Air Bah Terjang Brayeun

Sungai Brayeun Aceh Besar Mengamuk, Mengulang Kisah Eril di Swiss, Pelajaran Berharga saat Berwisata

Sungai Brayeun Aceh Besar kembali mengamuk, mari mengulang kisah Eril dan pelajaran berharga apa yang didapat saat berwisata.

Penulis: Sara Masroni | Editor: Muhammad Hadi
SERAMBINEWS.COM/HARI MAHARDHIKA
Sungai Brayeun Aceh Besar kembali mengamuk, mari mengulang kisah Eril dan pelajaran berharga apa yang didapat saat berwisata. 

SERAMBINEWS.COM - Sungai Brayeun Aceh Besar kembali mengamuk, mari mengulang kisah Eril dan pelajaran berharga apa yang didapat saat berwisata.

Diketahui sebanyak lima santri terseret arus saat mandi di lokasi wisata Brayeun, Kecamatan Leupung, Aceh Besar, Kamis (25/8/2022).

Santri tersebut berasal dari Dayah Raudhatul Qur'an Al-aziziah yang berlokasi di Desa Lamsiteh, Kecamatan Darul Imarah, Aceh Besar.

Rombongan santri tersebut berjumlah 30 orang. Mereka berangkat bersama pimpinan Dayah Raudhatul Qur'an Al-Aziziah, Tgk Salman.

Data Mentah –
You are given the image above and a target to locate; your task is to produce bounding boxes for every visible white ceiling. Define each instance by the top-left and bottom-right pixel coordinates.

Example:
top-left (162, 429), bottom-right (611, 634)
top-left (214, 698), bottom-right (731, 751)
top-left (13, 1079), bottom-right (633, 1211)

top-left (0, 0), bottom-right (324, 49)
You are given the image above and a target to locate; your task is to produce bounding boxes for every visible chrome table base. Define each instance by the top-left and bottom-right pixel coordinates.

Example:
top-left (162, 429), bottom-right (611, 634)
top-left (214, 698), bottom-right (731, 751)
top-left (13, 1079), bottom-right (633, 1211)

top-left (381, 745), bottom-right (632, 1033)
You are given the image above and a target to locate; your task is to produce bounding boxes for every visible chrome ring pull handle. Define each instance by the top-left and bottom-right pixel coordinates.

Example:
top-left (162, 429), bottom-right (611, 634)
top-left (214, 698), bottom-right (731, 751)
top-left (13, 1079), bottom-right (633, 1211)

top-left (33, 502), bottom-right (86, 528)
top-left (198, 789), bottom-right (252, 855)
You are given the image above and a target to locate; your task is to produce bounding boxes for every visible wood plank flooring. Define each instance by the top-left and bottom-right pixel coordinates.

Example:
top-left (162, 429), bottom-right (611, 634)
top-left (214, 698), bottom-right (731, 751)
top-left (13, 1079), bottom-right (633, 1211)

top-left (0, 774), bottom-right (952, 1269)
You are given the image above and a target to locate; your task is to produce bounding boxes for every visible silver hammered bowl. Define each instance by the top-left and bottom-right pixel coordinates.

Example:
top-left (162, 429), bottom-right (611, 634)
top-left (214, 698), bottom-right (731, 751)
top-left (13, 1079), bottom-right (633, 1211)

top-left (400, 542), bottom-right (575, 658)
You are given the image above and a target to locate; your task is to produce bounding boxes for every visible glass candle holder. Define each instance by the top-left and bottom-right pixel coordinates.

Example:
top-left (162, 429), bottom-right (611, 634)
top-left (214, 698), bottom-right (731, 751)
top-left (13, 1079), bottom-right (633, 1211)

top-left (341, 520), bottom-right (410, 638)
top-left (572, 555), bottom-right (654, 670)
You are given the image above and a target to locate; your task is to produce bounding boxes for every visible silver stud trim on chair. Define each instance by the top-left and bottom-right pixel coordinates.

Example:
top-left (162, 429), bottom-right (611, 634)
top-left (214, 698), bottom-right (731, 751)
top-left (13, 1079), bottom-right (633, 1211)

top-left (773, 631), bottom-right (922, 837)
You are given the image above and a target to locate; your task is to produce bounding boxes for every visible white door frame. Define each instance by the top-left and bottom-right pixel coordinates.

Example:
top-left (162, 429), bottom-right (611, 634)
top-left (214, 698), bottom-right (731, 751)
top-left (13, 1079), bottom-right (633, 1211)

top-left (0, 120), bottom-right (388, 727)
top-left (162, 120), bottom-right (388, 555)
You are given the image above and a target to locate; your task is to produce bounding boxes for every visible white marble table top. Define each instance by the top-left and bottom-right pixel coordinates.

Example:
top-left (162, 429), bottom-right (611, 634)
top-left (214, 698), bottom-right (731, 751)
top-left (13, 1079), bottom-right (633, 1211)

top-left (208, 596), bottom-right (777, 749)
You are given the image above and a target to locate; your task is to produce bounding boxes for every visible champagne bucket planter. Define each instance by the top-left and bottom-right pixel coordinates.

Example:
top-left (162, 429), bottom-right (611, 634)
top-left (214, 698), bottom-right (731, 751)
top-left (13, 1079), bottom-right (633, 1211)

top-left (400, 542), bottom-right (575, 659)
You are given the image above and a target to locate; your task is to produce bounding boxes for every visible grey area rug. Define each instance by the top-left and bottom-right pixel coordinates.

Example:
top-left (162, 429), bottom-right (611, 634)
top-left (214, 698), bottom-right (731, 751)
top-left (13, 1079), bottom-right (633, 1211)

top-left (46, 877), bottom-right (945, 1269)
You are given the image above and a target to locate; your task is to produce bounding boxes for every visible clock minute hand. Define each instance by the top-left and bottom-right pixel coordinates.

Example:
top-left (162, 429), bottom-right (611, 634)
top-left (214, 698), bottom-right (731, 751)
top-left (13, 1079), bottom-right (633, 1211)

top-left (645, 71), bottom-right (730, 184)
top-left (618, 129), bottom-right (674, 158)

Soal yang Dikerjakan –
Tuliskan tanpa perubahan bagian dari berita tentang Sungai Brayeun, mulai dari "Diketahui sebanyak lima" sampai dengan "Imarah, Aceh Besar.".

Jawaban Tertulis –
Diketahui sebanyak lima santri terseret arus saat mandi di lokasi wisata Brayeun, Kecamatan Leupung, Aceh Besar, Kamis (25/8/2022).

Santri tersebut berasal dari Dayah Raudhatul Qur'an Al-aziziah yang berlokasi di Desa Lamsiteh, Kecamatan Darul Imarah, Aceh Besar.